◆ AIM OF THE EXERCISE
Could each entry below be printed again exactly as given?

Natural-language object grounding data
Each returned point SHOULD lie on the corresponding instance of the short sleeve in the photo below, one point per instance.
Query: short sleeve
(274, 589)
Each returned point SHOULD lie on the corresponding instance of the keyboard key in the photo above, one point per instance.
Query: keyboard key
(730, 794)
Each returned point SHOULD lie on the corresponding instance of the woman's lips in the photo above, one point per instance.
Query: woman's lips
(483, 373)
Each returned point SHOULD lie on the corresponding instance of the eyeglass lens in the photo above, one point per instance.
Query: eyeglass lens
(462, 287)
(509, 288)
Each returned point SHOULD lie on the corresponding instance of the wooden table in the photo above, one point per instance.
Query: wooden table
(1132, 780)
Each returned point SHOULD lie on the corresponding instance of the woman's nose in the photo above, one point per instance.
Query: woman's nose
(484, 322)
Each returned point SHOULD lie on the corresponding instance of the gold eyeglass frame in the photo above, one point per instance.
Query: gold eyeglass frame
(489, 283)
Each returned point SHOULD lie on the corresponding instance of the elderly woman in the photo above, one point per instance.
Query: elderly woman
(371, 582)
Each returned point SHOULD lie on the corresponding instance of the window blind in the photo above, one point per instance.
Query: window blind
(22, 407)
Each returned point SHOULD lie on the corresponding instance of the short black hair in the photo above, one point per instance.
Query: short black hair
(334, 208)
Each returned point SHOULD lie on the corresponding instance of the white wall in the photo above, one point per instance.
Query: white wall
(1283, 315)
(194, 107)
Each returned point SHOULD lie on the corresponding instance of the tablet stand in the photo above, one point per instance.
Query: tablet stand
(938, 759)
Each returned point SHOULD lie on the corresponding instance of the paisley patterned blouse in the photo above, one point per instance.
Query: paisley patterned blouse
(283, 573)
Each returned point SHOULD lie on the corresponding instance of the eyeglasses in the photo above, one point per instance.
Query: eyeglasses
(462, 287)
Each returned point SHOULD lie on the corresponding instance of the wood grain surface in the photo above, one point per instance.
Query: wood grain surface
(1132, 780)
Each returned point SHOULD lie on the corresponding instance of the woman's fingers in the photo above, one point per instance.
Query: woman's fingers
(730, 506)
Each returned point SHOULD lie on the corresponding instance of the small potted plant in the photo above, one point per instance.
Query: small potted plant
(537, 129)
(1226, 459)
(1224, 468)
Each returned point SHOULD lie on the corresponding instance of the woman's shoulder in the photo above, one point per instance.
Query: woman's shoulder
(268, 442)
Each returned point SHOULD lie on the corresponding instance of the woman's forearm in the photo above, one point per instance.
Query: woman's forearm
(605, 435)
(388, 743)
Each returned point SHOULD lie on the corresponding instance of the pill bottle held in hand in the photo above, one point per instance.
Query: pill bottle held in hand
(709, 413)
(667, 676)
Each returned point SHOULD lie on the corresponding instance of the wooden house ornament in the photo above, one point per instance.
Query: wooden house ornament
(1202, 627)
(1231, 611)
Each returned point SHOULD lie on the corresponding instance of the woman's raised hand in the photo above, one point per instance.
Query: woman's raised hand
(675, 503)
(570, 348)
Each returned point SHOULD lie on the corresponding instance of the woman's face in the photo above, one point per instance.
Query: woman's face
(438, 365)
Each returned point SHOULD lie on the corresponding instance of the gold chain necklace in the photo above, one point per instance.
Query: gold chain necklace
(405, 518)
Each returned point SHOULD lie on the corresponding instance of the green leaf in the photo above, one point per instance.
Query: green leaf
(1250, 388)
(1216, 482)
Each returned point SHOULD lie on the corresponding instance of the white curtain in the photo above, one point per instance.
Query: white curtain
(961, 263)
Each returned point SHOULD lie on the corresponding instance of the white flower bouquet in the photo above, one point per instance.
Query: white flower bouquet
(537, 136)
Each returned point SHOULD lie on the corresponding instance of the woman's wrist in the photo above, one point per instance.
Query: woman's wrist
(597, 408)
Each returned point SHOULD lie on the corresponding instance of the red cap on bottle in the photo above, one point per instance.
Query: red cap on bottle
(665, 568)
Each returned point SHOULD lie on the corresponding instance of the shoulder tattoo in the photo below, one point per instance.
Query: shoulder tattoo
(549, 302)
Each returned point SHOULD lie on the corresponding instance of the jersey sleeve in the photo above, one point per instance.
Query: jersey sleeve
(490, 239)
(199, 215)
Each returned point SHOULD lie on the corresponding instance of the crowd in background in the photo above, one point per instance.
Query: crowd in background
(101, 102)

◆ SOLVED EXERCISE
Each returned point SHOULD lie on the corresponding instance of the short sleeve in the photo below, one point per instance.
Query: short sleeve
(274, 589)
Each returned point SHOULD lie on the corresponding instance of the keyboard key in the photo above, one point per instance.
Query: keyboard key
(730, 794)
Each returned point SHOULD lie on the corresponding instance of the woman's lips in the photo above, one point per instance.
Query: woman's lips
(483, 373)
Each returned point SHOULD lie on the corresponding instance of the eyeglass lens in the photo above, one point per instance.
Query: eyeglass lens
(462, 287)
(509, 288)
Each returned point SHOULD lie on the corresponding instance of the wooden table in the photo above, one point per instance.
Query: wooden table
(1132, 780)
Each returned point SHOULD lie on the corresponding instance of the woman's nose in the photo above, one point per instance.
Query: woman's nose
(484, 322)
Each returned point SHOULD lie on the corresponding instance of the gold eyeglass frame in the photo above, one point per instance.
Query: gold eyeglass frame
(489, 283)
Each returned point SHOULD lie on the corresponding instance of the elderly woman in the photo above, one point per instance.
Query: elderly woman
(371, 582)
Each returned point SHOULD lie on the corresponding instance of the window blind in the photo above, one point per instance.
Query: window blind
(22, 407)
Each returned point SHOULD lie on the corresponding instance of the short black hair in the photo above, one point per instance.
Query: short black hair
(334, 208)
Each returned point SHOULD lie on the corresponding instance of the white wall in the photo above, one point per instance.
Query: white wall
(1283, 315)
(194, 107)
Each returned point SHOULD lie on the corresponding instance of the tablet stand in the photo above, one point per instance.
Query: tablet stand
(938, 759)
Each returned point SHOULD lie on the corresponding instance of the paisley patterned blouse in the photo above, one point per instance.
Query: paisley patterned blouse
(283, 573)
Each returned point SHOULD lie on the corresponding instance of the eyeglasses in the photo above, one point per instance.
Query: eyeglasses
(462, 287)
Each returned point SHOULD lie on the corresponding instance of the wood grain surface in the photo above, one point per instance.
Query: wood grain surface
(1132, 780)
Each returned point SHOULD lie on the corresponding instance of the woman's fingers in the photo above, one point per instance.
Query: woman's fingers
(730, 506)
Each returned point SHOULD lie on the corresponding instance of the small potted plant in the photo above, one point per instance.
Query: small potted plant
(537, 129)
(1226, 459)
(1224, 468)
Each returned point SHOULD lie on the corresponding instance of the woman's shoulder in the photo above, one point per instance.
Query: woman's shoulder
(268, 442)
Each returned point SHOULD lie on the corresponding instance of the woman's forearm in the photo above, one point per instance.
Query: woman's forearm
(605, 435)
(388, 743)
Each returned point SHOULD lie on the corresponding instance of the pill bottle held in hand in the photo above, one point per instance.
Query: pill bottle held in hand
(709, 413)
(667, 676)
Each returned point SHOULD lie on the corresponding instance of the wooden house ornament in the photo above, one point per instance.
Query: wooden house ornament
(1202, 627)
(1231, 611)
Each returned point SHOULD lie on the corresponding instance of the woman's raised hand in the photo above, one point per instance.
Query: woman's raised hand
(675, 503)
(570, 348)
Each returned point SHOULD lie on the corresponding instance of the woman's face in the photo above, one point per instance.
Query: woman's face
(438, 365)
Each returned point SHOULD lie on the corresponding instance of the gold chain necklace in the photo above, one point per instance.
Query: gold chain necklace
(405, 518)
Each returned point SHOULD lie on the corresponding instance of the green leaf in the photo above, one point per instance.
Query: green leaf
(1250, 388)
(1216, 482)
Each returned point SHOULD lie on the corresponding instance of the white curtain in the photo above, one point per instance.
Query: white curtain
(961, 263)
Each returned point SHOULD lie on the corresponding instance of the white flower bouquet in the photo above, one point per instance.
Query: white flower bouquet
(537, 136)
Each returned point SHOULD lie on the corresponding instance of the woman's wrist in the photo above, one point per instance.
Query: woman's wrist
(597, 408)
Each returned point SHOULD lie on the corresponding instance of the red cap on bottle in the photo above, one point per instance.
Query: red cap on bottle
(665, 568)
Each returned point SHOULD lie on the corresponding instance of the shoulder tattoo in the photo below, one point per instance.
Query: shoulder tattoo
(549, 302)
Each returned point SHOULD lie on the corresponding instance of the jersey sleeve in the photo above, one point per instance.
Query: jersey sleeve
(490, 239)
(199, 215)
Each returned point SHOULD lie on the corresponding instance of the crowd in background in the photo above, one point per instance.
Query: crowd in background
(101, 102)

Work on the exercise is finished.